##### Data for processing #####

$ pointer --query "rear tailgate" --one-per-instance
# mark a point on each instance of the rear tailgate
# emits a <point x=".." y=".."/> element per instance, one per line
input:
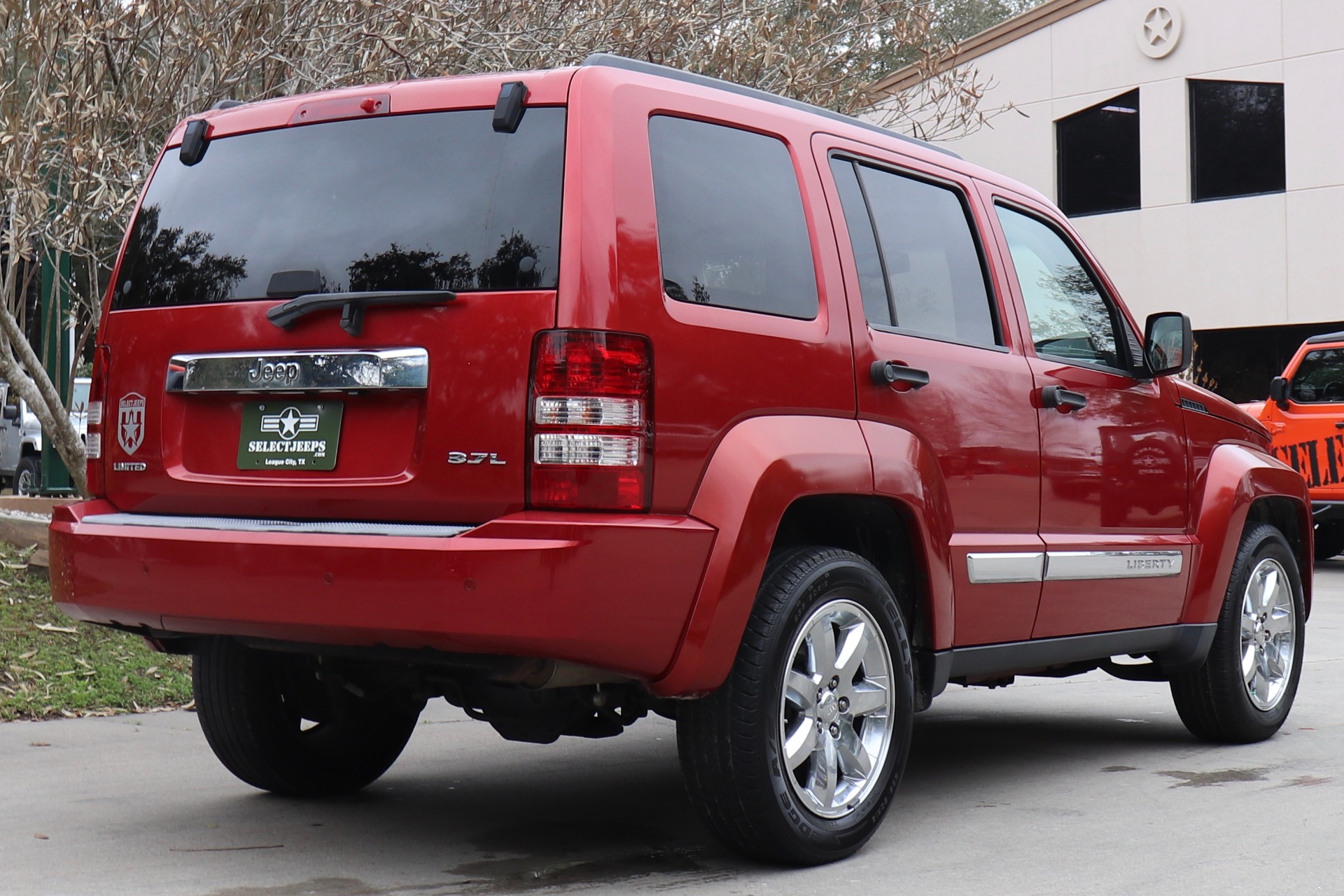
<point x="417" y="415"/>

#####

_Goal of the exercise_
Copy out the lines of the data where the word "rear" can be found.

_Written solution_
$ pointer --query "rear tailgate" --one-per-instance
# mark a point on each instance of the rear tailgate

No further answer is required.